» EXCERPT PROVIDED
/---

Contract Approval with Legal Clause Validation
Legal teams need to approve contracts quickly while ensuring required clauses are present and non-negotiable terms are not exceeded.
The problem
AI-reviewed contracts pass through Corules before countersigning. Required clauses are validated as present. Liability caps, payment terms, and indemnification limits are checked against authority thresholds. Contracts within policy auto-proceed to e-signature. Exceptions escalate to legal with the specific clause issue flagged.
Without deterministic enforcement, AI agents either block every edge case (adding manual overhead) or silently approve decisions that violate policy — with no audit trail to show auditors or regulators.
How Corules solves it
Corules sits between your AI agent and the action it wants to take. When the agent proposes a decision, Corules evaluates the full context against your compiled policy set in a single deterministic pass — no LLM, no ambiguity.
The result is a structured outcome: ESCALATE — liability_cap $10M exceeds max_liability_cap['vendor'] = $2M. Escalating to General Counsel.
Decision outcome: ESCALATE
liability_cap $10M exceeds max_liability_cap['vendor'] = $2M. Escalating to General Counsel.
Policy example
Corules policies are written in CEL (Common Expression Language). They are compiled once at publish time and evaluated deterministically at request time — no LLM, no variability.
// Contract approval policy (CEL)
context.indemnification_present == true
&& context.liability_cap <= params.max_liability_cap[context.contract_type]
&& context.payment_terms_days <= params.max_payment_terms_days
&& context.governing_law in params.approved_jurisdictionsThis expression is evaluated against the structured context your agent sends in the /v1/validate request.
Integration options
Corules integrates with the tools your teams already use. All integrations call the same REST API or MCP server — your policy logic stays in one place.
Frequently Asked Questions
Can jurisdiction requirements vary by contract type?
Yes. params.approved_jurisdictions can be scoped to contract type (vendor, customer, employment) with different allowed jurisdiction lists.

\---

» SUPPLIED DATA

/---

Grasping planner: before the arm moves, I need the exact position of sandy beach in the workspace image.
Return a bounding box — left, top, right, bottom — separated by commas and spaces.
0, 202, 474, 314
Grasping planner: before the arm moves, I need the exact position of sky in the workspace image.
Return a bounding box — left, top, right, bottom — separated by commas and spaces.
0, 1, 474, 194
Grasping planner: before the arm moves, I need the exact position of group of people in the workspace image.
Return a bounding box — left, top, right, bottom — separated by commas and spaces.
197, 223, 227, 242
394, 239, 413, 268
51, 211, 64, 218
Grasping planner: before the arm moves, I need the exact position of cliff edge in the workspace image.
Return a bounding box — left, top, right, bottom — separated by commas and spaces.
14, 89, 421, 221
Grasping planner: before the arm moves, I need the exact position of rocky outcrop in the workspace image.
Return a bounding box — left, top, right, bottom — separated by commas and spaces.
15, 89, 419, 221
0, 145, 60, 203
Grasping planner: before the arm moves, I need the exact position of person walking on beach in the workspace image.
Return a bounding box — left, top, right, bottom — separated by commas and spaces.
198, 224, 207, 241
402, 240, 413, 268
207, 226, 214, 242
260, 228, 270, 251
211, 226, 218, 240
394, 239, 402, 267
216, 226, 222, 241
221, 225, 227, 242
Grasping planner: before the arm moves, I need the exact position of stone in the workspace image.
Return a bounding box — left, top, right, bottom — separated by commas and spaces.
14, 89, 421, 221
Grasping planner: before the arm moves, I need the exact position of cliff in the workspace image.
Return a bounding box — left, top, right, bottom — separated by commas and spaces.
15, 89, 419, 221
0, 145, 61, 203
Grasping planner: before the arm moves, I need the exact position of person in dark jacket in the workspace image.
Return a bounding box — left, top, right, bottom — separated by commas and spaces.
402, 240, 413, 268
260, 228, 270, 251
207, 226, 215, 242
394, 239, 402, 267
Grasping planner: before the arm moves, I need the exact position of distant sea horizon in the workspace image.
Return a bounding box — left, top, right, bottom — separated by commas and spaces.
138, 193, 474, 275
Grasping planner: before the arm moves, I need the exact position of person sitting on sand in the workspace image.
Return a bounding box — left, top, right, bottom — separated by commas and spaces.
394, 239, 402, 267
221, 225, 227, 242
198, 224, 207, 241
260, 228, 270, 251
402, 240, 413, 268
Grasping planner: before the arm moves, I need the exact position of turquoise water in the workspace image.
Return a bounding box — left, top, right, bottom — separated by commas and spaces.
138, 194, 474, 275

\---

» USING THE INFORMATION
**A.** List every context field referenced in the CEL policy example on the Corules contract approval page.
**B.** Return the portion of the Corules contract approval page between "The problem" and "clause issue flagged.", inclusive.
The records play no part in any of the tasks.

» ANSWERS FOR THIS EXERCISE
**A.**
- context.indemnification_present
- context.liability_cap
- context.contract_type
- context.payment_terms_days
- context.governing_law

**B.**
The problem
AI-reviewed contracts pass through Corules before countersigning. Required clauses are validated as present. Liability caps, payment terms, and indemnification limits are checked against authority thresholds. Contracts within policy auto-proceed to e-signature. Exceptions escalate to legal with the specific clause issue flagged.